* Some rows
_ _ _ _ _

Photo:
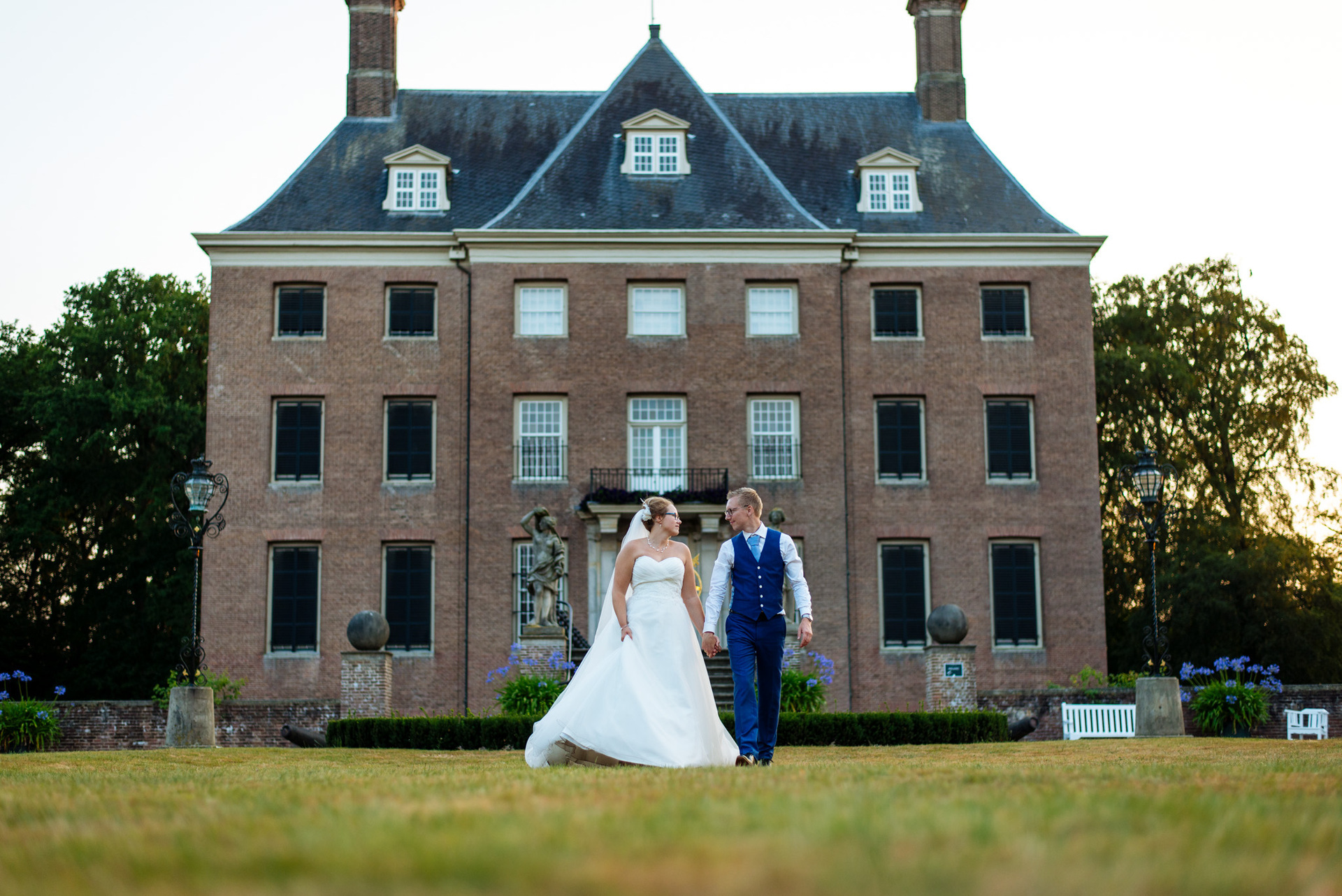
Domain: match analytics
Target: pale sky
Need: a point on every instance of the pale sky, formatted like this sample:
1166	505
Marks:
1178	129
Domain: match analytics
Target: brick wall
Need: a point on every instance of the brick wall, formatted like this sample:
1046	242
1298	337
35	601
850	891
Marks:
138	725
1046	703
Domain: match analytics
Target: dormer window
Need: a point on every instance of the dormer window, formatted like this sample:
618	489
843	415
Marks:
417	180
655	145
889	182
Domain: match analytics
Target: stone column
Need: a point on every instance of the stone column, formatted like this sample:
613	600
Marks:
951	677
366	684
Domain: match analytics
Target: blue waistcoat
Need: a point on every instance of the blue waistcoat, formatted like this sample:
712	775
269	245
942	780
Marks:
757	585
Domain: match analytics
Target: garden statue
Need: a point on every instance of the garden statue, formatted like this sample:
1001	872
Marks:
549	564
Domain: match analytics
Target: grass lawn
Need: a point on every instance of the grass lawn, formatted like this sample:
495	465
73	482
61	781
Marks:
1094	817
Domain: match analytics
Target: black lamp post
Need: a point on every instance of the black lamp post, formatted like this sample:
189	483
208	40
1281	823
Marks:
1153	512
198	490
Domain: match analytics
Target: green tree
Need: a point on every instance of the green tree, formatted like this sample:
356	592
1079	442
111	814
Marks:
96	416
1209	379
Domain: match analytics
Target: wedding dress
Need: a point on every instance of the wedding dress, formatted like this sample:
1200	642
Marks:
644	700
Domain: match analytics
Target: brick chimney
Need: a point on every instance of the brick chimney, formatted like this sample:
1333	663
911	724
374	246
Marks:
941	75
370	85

_ _ _ _ _

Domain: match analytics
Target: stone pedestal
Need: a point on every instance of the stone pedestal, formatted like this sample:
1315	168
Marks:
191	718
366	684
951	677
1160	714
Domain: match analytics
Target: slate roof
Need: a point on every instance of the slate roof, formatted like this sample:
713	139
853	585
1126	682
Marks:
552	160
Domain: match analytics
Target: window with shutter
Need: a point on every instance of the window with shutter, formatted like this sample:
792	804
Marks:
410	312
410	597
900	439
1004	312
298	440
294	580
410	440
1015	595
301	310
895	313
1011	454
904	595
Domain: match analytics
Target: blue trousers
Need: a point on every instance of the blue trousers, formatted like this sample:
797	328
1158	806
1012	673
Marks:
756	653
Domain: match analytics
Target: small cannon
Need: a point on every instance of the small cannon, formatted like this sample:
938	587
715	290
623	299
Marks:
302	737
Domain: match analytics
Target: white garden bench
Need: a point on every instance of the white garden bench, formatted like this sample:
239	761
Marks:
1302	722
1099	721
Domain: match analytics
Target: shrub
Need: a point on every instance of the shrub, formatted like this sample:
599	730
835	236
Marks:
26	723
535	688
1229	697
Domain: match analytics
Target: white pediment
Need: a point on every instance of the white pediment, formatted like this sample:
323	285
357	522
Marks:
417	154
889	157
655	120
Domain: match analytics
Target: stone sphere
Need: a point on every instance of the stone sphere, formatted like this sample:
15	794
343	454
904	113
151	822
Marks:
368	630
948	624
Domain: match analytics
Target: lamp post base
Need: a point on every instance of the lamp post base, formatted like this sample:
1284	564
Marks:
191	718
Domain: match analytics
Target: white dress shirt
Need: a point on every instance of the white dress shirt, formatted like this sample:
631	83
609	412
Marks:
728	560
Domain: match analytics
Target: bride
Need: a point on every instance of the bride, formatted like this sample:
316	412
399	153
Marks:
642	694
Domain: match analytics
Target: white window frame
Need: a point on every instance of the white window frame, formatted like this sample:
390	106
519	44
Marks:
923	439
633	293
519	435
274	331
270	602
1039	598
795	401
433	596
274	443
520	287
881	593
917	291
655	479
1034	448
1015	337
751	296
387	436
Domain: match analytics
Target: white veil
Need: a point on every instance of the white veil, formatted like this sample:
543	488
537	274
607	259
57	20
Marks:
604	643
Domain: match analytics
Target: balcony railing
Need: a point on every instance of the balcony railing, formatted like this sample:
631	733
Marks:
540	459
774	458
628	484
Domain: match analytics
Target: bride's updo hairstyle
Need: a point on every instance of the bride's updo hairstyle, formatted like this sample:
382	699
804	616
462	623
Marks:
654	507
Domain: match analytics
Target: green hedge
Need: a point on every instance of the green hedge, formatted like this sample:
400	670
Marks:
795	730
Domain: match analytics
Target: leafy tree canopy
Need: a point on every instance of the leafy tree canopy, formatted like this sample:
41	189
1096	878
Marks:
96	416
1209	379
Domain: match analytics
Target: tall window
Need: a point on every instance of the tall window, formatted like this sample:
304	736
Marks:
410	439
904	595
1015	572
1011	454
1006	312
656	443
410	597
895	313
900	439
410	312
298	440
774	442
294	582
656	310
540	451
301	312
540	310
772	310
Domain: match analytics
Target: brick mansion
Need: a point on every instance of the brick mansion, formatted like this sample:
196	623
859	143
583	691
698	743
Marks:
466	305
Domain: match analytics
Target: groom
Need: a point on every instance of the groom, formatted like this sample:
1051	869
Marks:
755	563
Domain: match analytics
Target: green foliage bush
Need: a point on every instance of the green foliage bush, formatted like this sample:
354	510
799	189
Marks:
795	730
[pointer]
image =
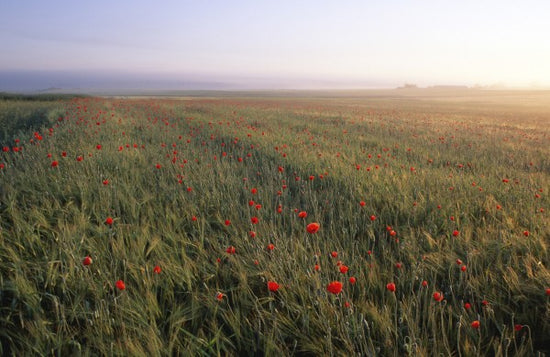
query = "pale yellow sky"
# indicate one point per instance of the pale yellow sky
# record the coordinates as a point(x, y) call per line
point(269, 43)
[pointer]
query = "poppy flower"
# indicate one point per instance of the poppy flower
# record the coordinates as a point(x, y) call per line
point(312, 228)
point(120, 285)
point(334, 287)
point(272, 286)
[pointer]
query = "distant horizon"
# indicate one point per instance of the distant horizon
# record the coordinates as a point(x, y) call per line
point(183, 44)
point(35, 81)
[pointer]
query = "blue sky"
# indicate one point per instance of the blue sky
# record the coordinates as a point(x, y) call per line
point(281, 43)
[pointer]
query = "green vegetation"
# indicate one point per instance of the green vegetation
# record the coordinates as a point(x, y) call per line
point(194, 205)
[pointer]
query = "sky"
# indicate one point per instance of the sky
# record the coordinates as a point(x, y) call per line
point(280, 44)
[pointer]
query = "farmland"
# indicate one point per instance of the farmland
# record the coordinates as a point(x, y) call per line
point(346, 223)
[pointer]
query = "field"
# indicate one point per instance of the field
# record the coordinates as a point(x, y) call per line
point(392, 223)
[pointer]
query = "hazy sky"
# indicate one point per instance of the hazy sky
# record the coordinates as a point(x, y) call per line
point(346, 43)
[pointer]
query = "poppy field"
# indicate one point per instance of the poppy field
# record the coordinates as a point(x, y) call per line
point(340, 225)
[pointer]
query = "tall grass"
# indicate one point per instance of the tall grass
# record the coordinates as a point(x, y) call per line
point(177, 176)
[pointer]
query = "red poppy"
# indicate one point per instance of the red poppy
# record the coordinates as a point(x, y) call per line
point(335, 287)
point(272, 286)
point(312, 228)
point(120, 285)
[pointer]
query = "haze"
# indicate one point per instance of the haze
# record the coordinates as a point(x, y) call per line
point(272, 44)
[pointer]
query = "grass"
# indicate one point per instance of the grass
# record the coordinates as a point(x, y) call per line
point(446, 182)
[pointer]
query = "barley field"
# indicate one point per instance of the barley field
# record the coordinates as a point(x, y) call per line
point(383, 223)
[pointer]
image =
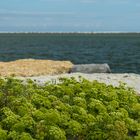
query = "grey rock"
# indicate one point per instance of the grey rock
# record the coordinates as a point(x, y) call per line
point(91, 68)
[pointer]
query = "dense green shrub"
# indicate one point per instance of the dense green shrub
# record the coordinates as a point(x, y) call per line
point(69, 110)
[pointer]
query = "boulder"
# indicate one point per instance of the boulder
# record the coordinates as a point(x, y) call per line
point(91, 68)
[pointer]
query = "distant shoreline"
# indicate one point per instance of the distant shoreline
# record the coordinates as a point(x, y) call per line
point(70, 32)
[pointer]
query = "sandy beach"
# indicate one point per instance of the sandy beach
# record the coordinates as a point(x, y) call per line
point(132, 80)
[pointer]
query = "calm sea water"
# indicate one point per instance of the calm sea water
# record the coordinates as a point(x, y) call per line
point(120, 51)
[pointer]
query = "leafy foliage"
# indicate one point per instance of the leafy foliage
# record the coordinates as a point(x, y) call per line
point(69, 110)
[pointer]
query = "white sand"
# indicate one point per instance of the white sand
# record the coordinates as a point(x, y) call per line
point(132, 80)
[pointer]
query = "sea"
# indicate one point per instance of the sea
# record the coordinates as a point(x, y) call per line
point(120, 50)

_ _ _ _ _

* What is being asked
Count the lines in the rows above that contain the string "roof", matching case exactly, and reply with that number alone.

* Solution to the exercise
2